#### Goal
Please pull out every line of the listing below and reproduce it word for word, leaving the pictures out of your answer.

--- start ---

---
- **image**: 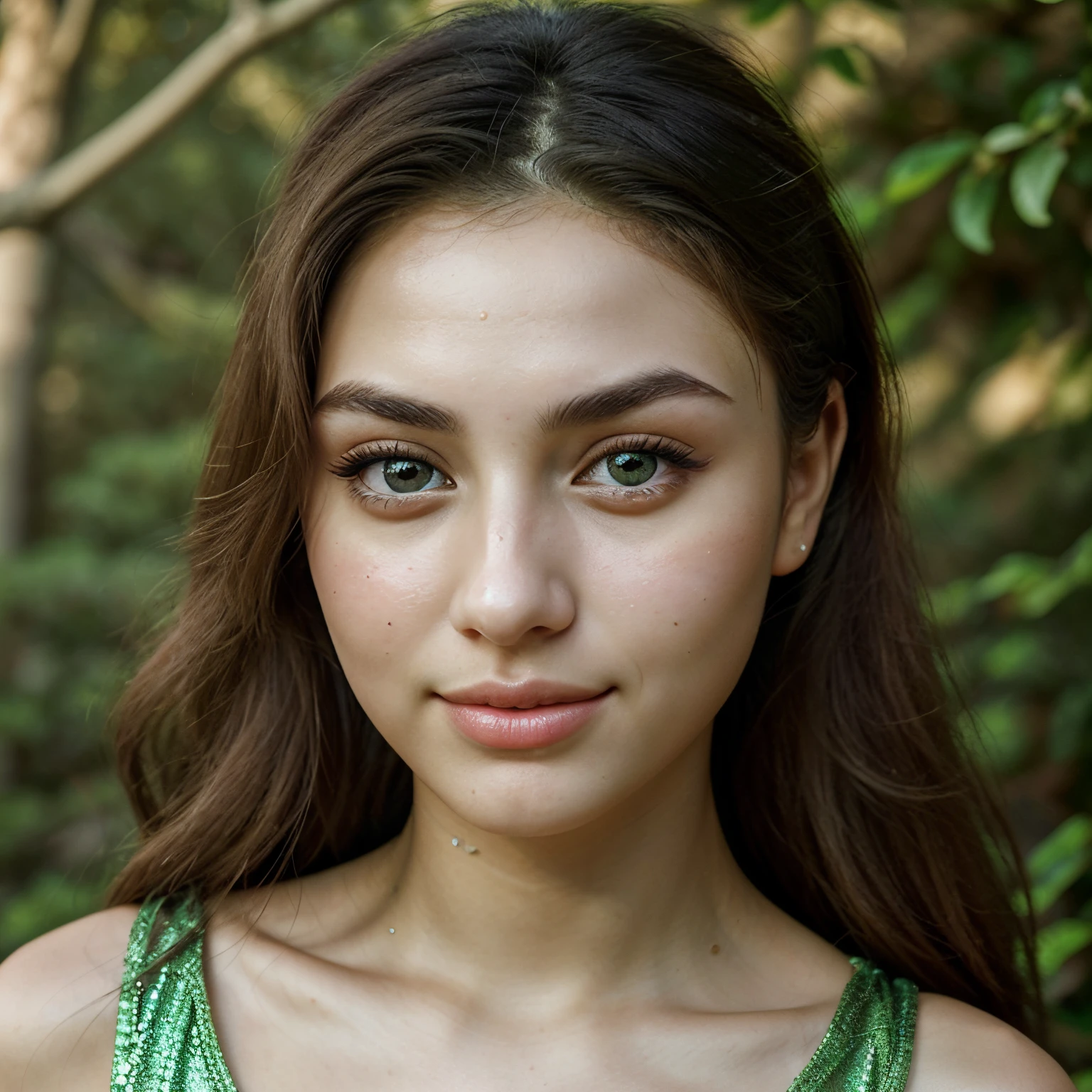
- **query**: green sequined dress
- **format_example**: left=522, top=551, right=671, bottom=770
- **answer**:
left=112, top=900, right=917, bottom=1092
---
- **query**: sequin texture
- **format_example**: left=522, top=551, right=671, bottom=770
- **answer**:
left=112, top=899, right=917, bottom=1092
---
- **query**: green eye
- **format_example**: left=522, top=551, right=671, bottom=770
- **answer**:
left=607, top=451, right=658, bottom=485
left=383, top=459, right=436, bottom=493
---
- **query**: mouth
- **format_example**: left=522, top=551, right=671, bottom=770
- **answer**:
left=438, top=680, right=614, bottom=750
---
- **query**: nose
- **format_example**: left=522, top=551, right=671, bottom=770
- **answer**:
left=450, top=493, right=577, bottom=648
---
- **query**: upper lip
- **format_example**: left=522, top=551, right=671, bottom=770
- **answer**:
left=440, top=679, right=611, bottom=709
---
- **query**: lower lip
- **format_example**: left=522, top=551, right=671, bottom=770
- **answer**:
left=446, top=691, right=609, bottom=750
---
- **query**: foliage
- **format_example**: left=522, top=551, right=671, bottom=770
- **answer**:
left=0, top=0, right=1092, bottom=1070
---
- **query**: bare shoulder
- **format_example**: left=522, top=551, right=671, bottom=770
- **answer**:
left=906, top=994, right=1074, bottom=1092
left=0, top=906, right=136, bottom=1092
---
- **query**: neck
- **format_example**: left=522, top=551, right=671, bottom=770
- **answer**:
left=365, top=734, right=756, bottom=1008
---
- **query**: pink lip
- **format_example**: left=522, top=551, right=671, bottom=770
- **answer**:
left=441, top=680, right=613, bottom=750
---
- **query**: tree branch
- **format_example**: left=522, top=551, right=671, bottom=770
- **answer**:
left=0, top=0, right=345, bottom=228
left=49, top=0, right=95, bottom=79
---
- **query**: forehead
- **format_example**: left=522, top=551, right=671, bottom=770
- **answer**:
left=316, top=208, right=754, bottom=407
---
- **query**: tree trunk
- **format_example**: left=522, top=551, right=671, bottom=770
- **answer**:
left=0, top=0, right=73, bottom=554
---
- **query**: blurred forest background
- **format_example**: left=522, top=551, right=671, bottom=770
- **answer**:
left=0, top=0, right=1092, bottom=1074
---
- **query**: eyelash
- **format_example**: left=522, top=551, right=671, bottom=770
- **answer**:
left=577, top=436, right=709, bottom=479
left=330, top=440, right=446, bottom=508
left=330, top=436, right=709, bottom=508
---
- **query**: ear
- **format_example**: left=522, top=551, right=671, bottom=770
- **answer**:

--- end ---

#### Worked solution
---
- **image**: 
- **query**: green sequined dress
- **format_example**: left=522, top=551, right=671, bottom=770
- **answer**:
left=112, top=900, right=917, bottom=1092
---
- **query**: sequin texture
- **format_example**: left=522, top=551, right=671, bottom=770
- **answer**:
left=112, top=899, right=917, bottom=1092
---
- **query**: green eye
- **format_example**: left=522, top=551, right=671, bottom=770
- **answer**:
left=607, top=451, right=658, bottom=485
left=383, top=459, right=436, bottom=493
---
- **query**: mouth
- **format_example**: left=522, top=551, right=671, bottom=770
- **answer**:
left=438, top=680, right=614, bottom=750
---
- **query**: nose
- **format_example**: left=522, top=551, right=671, bottom=770
- **answer**:
left=450, top=493, right=577, bottom=648
---
- **query**: upper lip
- **format_example**: left=522, top=551, right=671, bottom=770
- **answer**:
left=440, top=679, right=611, bottom=709
---
- **query**: lower lip
- **format_example**: left=522, top=551, right=671, bottom=770
- **answer**:
left=446, top=691, right=609, bottom=750
---
- **query**: foliage
- **format_example**: left=522, top=551, right=671, bottom=770
- **answer**:
left=0, top=0, right=1092, bottom=1070
---
- **query**: bare shoulder
- **format_example**: left=522, top=551, right=671, bottom=770
- **answer**:
left=906, top=994, right=1074, bottom=1092
left=0, top=906, right=136, bottom=1092
---
- **query**: neck
- **format_example**: left=522, top=551, right=671, bottom=770
- **answer**:
left=365, top=734, right=756, bottom=1008
---
- **query**: pink lip
- **format_example**: left=522, top=551, right=671, bottom=770
- **answer**:
left=441, top=680, right=613, bottom=750
---
- **query**: tree branch
- **format_example**: left=522, top=551, right=671, bottom=770
- **answer**:
left=0, top=0, right=345, bottom=228
left=49, top=0, right=95, bottom=79
---
- **query**: forehead
- **format_example**: left=522, top=551, right=671, bottom=770
- **answer**:
left=316, top=208, right=754, bottom=407
---
- **query**: tree trunk
- **format_example**: left=522, top=551, right=671, bottom=770
- **answer**:
left=0, top=0, right=73, bottom=554
---
- **query**: blurred forest background
- **format_example**: left=522, top=551, right=671, bottom=770
- **answer**:
left=0, top=0, right=1092, bottom=1074
---
- **query**: eyelash
- **format_example**: left=522, top=551, right=671, bottom=770
- **answer**:
left=577, top=436, right=709, bottom=479
left=330, top=440, right=446, bottom=508
left=330, top=436, right=709, bottom=508
---
- **query**: ear
- **format_example**: left=522, top=551, right=671, bottom=770
- **answer**:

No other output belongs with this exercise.